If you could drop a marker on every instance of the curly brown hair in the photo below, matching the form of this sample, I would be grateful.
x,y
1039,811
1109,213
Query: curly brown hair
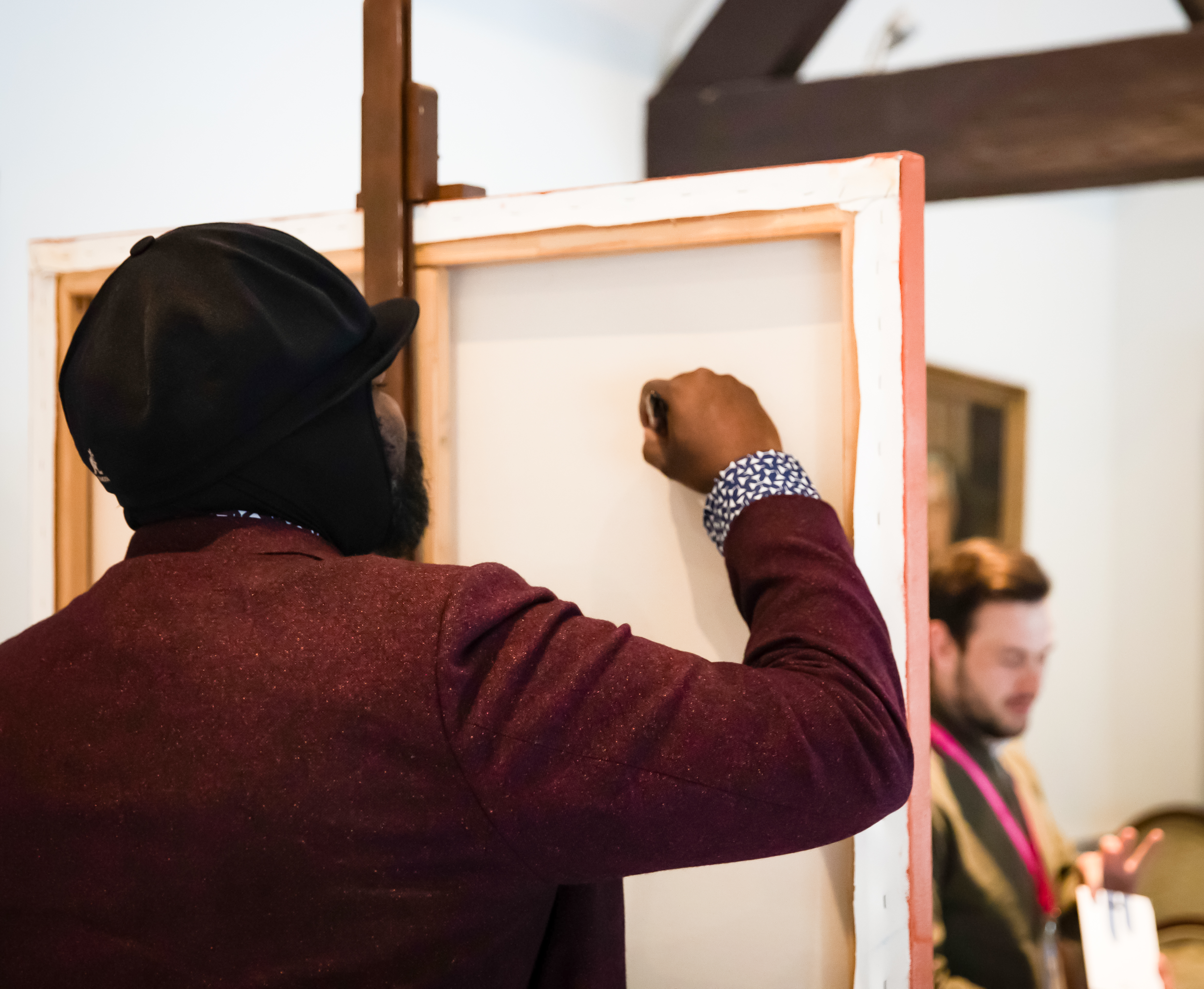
x,y
974,573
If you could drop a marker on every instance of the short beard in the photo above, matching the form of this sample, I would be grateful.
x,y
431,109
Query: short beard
x,y
411,506
985,724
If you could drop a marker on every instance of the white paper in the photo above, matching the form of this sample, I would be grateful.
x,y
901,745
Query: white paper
x,y
1120,940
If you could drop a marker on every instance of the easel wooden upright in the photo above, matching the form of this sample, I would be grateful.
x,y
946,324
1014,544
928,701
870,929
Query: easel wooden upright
x,y
399,167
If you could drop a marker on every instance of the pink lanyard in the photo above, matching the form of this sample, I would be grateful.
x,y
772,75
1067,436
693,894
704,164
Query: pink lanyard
x,y
1027,847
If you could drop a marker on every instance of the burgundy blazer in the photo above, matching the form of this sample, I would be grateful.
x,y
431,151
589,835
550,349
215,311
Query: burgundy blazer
x,y
245,761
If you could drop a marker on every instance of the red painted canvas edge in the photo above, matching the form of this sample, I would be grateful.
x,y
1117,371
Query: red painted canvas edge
x,y
916,574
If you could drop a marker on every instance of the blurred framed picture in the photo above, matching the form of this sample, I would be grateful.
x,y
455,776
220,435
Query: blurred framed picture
x,y
976,460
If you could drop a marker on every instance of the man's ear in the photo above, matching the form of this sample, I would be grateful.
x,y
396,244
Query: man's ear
x,y
943,650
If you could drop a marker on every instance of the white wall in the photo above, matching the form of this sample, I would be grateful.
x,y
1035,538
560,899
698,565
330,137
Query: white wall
x,y
1091,302
139,114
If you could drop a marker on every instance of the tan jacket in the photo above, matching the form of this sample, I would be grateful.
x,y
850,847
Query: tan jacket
x,y
987,922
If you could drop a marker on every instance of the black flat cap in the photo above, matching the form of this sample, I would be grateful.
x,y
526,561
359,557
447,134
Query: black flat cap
x,y
207,346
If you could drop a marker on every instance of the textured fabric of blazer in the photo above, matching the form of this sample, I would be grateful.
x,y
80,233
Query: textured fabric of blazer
x,y
245,761
988,922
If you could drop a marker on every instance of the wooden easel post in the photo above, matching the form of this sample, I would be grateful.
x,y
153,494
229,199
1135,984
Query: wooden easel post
x,y
399,167
388,214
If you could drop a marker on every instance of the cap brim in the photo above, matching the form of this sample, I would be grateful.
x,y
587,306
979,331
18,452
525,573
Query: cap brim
x,y
395,320
394,323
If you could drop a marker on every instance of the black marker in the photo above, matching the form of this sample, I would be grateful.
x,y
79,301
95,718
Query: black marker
x,y
658,412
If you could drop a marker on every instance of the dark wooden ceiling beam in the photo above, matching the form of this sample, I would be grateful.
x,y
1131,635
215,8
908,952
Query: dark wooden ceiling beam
x,y
754,39
1129,111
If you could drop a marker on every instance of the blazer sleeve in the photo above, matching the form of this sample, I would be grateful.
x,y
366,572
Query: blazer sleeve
x,y
942,979
599,754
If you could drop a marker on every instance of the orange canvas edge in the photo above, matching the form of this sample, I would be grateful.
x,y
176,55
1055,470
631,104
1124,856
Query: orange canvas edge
x,y
916,574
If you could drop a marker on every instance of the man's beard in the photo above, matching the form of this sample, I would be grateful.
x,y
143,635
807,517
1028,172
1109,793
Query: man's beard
x,y
974,714
411,506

__________

- WHAT IS BEING ASKED -
Quote each line of the listing exactly, but leave the pictures out.

- SOLUTION -
If you could drop a marker on every instance of the curly brown hair in the photo below, matching the form of this sample, I would be grateful.
x,y
1039,811
1109,213
Query: curly brown hair
x,y
974,573
If you could drop a marker on every instance of the short beard in the photo above, matching the form of this sample, I would be grateful.
x,y
431,109
Query: short beard
x,y
411,506
985,724
If you could drop a marker on every instance of the white paper in the photo above, matching the form of this sample, I would be grateful.
x,y
901,745
Query: white paper
x,y
1120,940
If you could drop a marker on every instance of the easel wooden upright in the photo above, matching the form of this sample, I would be grateful.
x,y
946,324
1014,544
928,701
870,929
Query: easel wooden upright
x,y
399,167
If you could drop a marker on every instance of the pink lanyard in the photo above, matching the form of this sample, I would be grateful.
x,y
772,75
1067,436
693,894
704,164
Query: pink lanyard
x,y
1027,847
If you could drop a marker on every instance of the burgundy blazer in the photo above, matching the form of this sample, I would be grateful.
x,y
431,151
589,835
550,349
215,311
Query: burgundy blazer
x,y
245,761
If you could drop a marker on every instance of the red painted canvas edge in the photo above, matching the form of this sample, I would be grateful.
x,y
1117,371
Query: red painted canvas edge
x,y
916,574
If you could drop a marker on every instance of the blurred framed picture in the photo above, matching the form of this sample, I would be grateful.
x,y
455,776
220,435
Query: blurred framed picture
x,y
976,460
If you could drop a marker on every instance of the man's ear in the photo above, matching the form of this sample, I would be grateful.
x,y
396,244
Query: man's ear
x,y
943,650
If you could drop a marker on every instance of the white wall in the photo above, matching the form of this sample, I would be grateful.
x,y
1035,538
560,899
698,565
330,137
Query: white wall
x,y
1091,302
139,114
If you could drop a marker on every instance of the tan jacket in the photo above, matching the form of this sample, I would be grateful.
x,y
850,847
Query: tan jacket
x,y
987,922
If you could drop a marker on every instance of the black flat cap in the photo above, matching the form of this sample, I would be grateful.
x,y
526,561
359,557
447,134
Query: black flat cap
x,y
207,346
If you could drop a marker on every instance of the textured fabric of blazer in the photo above, matching the form of this sample, I would be grateful.
x,y
80,233
Query: textured fabric of blazer
x,y
245,761
988,922
If you could drop a marker on every instance of the wooden easel post in the photo above, matching the form of this sample, I would be grateful.
x,y
153,494
229,199
1135,984
Query: wooden easel post
x,y
399,167
388,214
If you could drop a marker on every instance of the cap brim in the photo above, matching the form of this sample, I would be grateful.
x,y
587,306
979,331
18,452
525,573
Query: cap brim
x,y
395,320
394,323
If you could drop a marker on every instance of the black marker in the photo above, matching the form of this sample, I would be grateful.
x,y
79,301
95,718
Query: black marker
x,y
658,412
If you could drop a marker on every instance of the dark wooden ceiling beam in the photo above, matching the form of this sample, I would be grateful.
x,y
1131,635
215,8
908,952
Query: dark wooden ceiling beam
x,y
754,39
1129,111
If you could drop a marker on every instance of the blazer sleeve in the photo above, matching the form of this sample, I would be grateful.
x,y
366,572
Query: blazer sleeve
x,y
942,979
599,754
If you could drop a marker on every instance of the orange canvas edge in the photo above, matching the form of this sample, I would be grateful.
x,y
176,55
1055,470
631,104
1124,856
Query: orange canvas edge
x,y
916,574
If you could drop a marker on every instance of the man's beard in the photo above, matching the form of this sample, I would be grateful.
x,y
143,635
807,517
1028,172
1109,793
Query: man's beard
x,y
974,714
411,506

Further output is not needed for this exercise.